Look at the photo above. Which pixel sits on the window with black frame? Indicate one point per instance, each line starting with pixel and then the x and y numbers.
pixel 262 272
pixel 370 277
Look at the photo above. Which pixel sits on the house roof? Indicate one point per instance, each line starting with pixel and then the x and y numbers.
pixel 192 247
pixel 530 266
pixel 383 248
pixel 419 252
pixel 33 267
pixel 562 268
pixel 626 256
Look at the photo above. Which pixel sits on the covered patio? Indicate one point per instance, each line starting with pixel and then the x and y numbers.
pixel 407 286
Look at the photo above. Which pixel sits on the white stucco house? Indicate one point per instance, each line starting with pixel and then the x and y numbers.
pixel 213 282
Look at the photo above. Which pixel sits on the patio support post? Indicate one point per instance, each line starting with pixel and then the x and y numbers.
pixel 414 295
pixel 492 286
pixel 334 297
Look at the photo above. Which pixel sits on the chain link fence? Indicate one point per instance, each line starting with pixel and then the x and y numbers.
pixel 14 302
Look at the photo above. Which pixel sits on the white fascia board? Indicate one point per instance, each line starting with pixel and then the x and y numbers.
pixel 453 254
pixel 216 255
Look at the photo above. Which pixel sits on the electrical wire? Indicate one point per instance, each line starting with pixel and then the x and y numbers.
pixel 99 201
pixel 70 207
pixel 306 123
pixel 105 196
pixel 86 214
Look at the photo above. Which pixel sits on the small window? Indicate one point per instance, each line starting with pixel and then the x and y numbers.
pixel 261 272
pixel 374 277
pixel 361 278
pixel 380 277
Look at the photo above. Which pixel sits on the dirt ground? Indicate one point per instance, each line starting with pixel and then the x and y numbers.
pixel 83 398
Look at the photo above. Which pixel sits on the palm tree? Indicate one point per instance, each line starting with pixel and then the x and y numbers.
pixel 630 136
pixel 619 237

## STATED TASK
Please output every line in the items above as a numbered list, leaving out any blank lines.

## FINAL ANSWER
1. Look at the photo above. Which pixel sits on the window with black frame? Indicate one point per instance, each line starting with pixel and then the x and y numbers.
2. pixel 262 272
3. pixel 370 277
4. Look at the photo above. Which pixel sits on the house roof? Indicate one point per instance, each line starting with pixel and then the x and y numbers.
5. pixel 192 247
6. pixel 530 266
7. pixel 383 248
8. pixel 419 252
9. pixel 33 267
10. pixel 562 268
11. pixel 626 256
12. Look at the photo above. Which pixel sits on the covered patio? Indicate one point per instance, each line starting with pixel and then the x and y numbers.
13. pixel 407 286
14. Look at the photo above. Which pixel sits on the white stucco house? Indicate one point per instance, each line starting with pixel and then the x and y numbers.
15. pixel 213 282
16. Look at the photo above. Which pixel sits on the patio support post? Indicate one point per instance, each line starting with pixel and then the x and y numbers.
17. pixel 414 295
18. pixel 492 286
19. pixel 334 297
20. Look at the photo above. Which pixel sits on the chain link fence? Indicate one point per instance, each line starting with pixel and then the x and y numbers.
21. pixel 14 302
22. Look at the photo above. Which pixel sits on the white fascia board? Indicate one point per instance, each line starting with pixel and then the x and y numbers.
23. pixel 453 254
24. pixel 216 255
25. Look at the photo above. Which pixel sits on the electrical wire? Indicate one point per instance, each line starting with pixel and then the x and y numbers.
26. pixel 99 201
27. pixel 70 207
28. pixel 306 123
29. pixel 105 196
30. pixel 86 214
31. Look at the photo above. Which pixel sits on the small window? Indicate one point per instance, each line starting with pixel and then the x and y numbers.
32. pixel 261 272
33. pixel 374 277
34. pixel 361 278
35. pixel 380 277
36. Look at the photo above. Which pixel sits on the dirt ground? Indicate one point per instance, each line starting with pixel and then the x and y numbers.
37. pixel 83 398
38. Look at the photo above. Which pixel sits on the palm tree? Indicate one point per instance, each line starting with pixel and then the x and y numbers.
39. pixel 630 136
40. pixel 619 237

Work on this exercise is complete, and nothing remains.